Records for this exercise ▸
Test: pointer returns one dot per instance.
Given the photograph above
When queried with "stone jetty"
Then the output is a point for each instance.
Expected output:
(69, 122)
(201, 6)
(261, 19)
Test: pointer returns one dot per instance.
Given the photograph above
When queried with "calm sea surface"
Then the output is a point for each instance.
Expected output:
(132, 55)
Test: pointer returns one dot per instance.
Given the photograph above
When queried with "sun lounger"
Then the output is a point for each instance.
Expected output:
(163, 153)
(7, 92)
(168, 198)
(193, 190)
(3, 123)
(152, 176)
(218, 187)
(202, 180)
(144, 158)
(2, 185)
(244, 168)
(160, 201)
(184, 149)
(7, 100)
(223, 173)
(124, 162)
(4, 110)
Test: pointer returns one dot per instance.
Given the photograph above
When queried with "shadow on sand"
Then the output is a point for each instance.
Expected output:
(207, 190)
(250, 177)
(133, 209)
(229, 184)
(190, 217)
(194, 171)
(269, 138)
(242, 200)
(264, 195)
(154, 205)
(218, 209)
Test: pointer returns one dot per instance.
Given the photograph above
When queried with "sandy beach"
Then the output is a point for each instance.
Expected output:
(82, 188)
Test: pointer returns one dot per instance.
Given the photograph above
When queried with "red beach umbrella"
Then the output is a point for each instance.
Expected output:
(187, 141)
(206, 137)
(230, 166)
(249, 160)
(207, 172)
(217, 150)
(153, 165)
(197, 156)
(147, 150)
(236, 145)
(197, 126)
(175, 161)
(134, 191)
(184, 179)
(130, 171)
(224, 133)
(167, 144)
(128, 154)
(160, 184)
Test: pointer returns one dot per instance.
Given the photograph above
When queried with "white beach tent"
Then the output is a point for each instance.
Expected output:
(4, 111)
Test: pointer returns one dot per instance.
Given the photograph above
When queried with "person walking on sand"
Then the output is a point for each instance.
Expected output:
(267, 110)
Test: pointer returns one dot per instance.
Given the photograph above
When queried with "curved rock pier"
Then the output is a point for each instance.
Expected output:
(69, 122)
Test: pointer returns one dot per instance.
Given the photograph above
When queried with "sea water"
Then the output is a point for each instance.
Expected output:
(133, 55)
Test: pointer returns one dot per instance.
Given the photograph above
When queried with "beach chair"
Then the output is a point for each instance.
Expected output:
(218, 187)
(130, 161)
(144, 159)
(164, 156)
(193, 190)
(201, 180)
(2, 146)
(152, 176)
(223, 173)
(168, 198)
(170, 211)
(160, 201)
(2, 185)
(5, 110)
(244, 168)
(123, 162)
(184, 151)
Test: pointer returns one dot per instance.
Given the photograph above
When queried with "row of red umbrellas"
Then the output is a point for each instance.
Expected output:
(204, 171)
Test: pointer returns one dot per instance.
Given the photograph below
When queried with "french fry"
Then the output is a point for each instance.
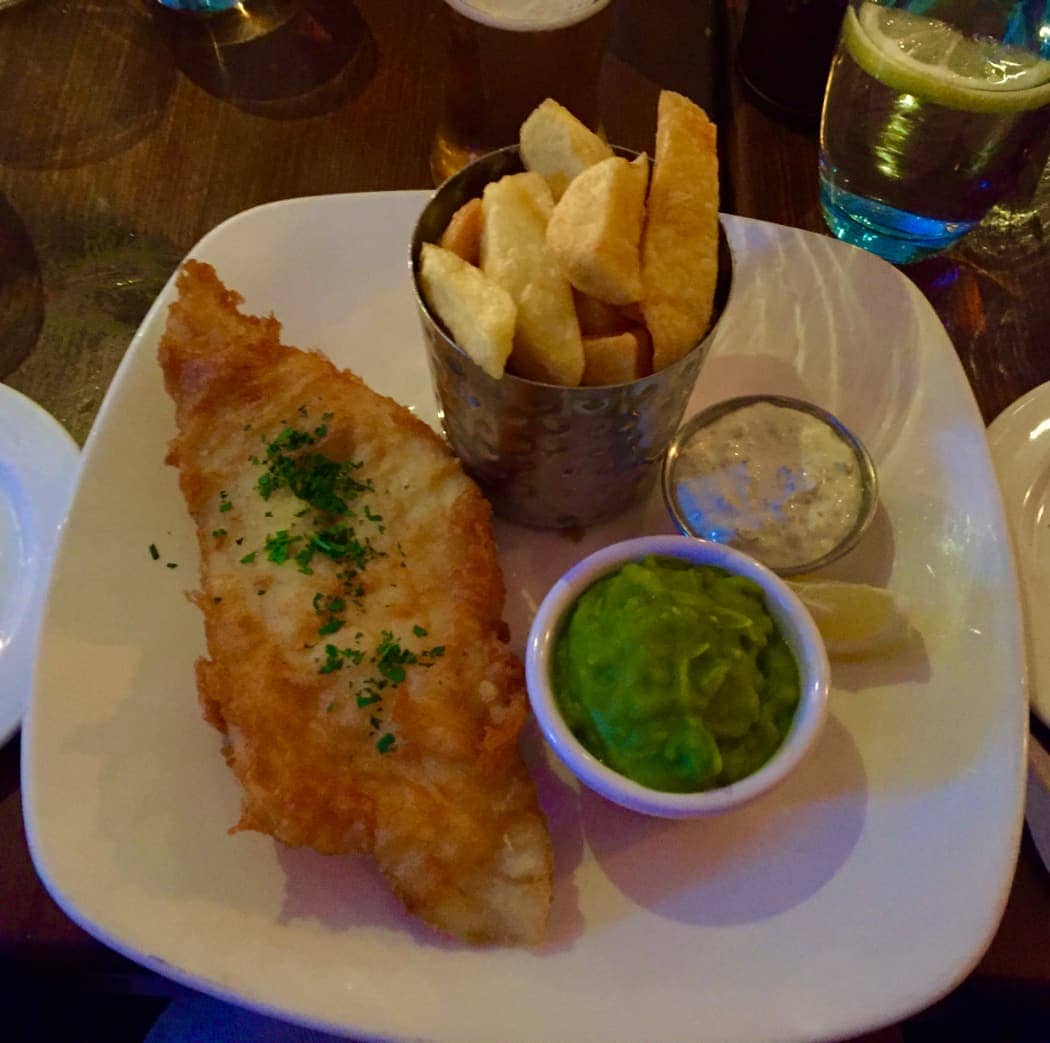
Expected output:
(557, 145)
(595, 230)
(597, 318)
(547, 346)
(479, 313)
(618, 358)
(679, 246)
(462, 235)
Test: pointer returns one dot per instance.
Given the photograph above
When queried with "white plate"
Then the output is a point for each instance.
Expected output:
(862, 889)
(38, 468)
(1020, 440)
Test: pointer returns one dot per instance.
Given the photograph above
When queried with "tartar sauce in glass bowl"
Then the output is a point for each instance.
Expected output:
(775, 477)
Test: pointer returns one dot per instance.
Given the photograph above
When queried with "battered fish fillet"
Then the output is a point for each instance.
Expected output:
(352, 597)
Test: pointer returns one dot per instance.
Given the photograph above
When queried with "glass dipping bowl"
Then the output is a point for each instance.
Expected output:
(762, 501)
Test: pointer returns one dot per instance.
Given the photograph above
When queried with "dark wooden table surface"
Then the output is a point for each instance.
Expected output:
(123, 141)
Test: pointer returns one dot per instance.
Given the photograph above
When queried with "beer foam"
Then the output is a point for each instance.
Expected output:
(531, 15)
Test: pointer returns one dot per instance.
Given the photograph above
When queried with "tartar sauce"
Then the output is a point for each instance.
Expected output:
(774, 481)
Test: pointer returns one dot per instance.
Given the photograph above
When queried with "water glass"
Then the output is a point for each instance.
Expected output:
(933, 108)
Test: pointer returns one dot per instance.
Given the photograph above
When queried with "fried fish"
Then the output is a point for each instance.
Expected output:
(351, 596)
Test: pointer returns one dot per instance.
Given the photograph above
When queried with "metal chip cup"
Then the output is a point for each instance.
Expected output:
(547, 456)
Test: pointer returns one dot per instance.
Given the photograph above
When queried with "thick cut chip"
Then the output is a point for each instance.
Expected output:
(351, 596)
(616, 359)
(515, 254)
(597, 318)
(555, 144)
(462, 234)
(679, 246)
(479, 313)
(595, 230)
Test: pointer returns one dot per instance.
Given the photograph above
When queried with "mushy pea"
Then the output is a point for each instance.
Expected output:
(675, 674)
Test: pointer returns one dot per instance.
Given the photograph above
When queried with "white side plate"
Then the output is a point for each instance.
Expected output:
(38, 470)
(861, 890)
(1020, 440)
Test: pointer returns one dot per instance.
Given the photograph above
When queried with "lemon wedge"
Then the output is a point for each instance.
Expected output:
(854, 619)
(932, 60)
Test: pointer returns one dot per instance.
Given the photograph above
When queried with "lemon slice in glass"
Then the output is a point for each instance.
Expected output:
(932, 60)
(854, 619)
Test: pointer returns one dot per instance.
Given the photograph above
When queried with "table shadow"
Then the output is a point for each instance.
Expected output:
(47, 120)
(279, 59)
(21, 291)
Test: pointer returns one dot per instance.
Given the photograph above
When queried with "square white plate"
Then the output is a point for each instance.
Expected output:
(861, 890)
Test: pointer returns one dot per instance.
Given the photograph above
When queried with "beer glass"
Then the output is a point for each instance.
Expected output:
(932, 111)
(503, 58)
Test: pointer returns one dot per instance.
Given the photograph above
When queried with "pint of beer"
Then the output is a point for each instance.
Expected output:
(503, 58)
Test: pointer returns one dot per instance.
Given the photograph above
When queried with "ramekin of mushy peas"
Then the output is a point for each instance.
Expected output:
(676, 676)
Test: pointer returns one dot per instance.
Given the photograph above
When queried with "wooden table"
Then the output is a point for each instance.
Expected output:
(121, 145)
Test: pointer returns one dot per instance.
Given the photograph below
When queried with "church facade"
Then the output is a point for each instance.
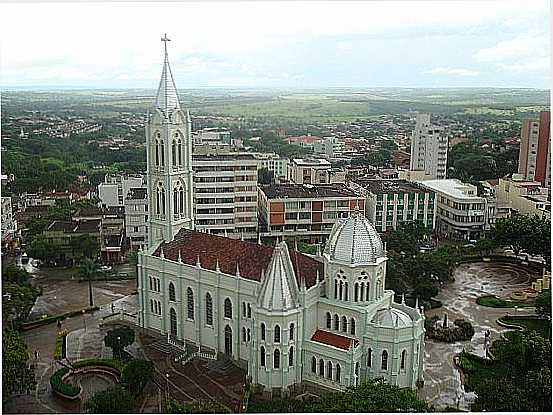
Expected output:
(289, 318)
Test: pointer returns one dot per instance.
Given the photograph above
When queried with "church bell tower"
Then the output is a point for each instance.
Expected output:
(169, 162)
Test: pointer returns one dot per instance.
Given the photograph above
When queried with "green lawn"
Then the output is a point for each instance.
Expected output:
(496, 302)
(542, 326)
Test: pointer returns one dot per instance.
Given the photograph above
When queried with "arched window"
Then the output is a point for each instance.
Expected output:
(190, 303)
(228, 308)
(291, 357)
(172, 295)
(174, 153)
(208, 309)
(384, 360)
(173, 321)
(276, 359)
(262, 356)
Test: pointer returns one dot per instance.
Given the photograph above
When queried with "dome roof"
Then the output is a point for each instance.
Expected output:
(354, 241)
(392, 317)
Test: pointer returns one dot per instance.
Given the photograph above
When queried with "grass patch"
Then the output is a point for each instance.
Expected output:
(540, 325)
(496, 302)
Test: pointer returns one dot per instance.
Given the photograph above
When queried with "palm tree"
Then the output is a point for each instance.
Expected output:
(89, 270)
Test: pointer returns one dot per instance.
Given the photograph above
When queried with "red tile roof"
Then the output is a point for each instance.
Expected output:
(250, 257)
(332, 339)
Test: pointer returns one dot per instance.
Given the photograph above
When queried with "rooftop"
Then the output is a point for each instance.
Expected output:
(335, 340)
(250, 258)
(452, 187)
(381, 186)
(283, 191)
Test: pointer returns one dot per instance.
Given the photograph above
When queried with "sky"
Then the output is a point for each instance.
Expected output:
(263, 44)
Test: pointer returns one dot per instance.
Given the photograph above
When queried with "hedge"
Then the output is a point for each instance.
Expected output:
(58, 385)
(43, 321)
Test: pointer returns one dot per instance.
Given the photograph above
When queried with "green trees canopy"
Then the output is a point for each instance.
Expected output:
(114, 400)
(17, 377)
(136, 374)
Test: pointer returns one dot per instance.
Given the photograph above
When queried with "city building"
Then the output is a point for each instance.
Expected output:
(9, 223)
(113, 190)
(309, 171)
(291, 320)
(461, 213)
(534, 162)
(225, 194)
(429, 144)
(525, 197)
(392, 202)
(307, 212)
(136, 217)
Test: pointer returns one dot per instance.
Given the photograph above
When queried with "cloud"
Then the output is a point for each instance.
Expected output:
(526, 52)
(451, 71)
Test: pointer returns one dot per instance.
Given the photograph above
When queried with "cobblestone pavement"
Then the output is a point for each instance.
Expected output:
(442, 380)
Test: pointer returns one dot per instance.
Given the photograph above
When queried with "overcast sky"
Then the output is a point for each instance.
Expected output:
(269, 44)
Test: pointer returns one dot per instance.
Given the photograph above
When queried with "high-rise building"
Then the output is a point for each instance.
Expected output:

Do this ▸ Count the lines in the records above that contain the word "tartar", matching case, and give only that number.

Finished task ▸ 2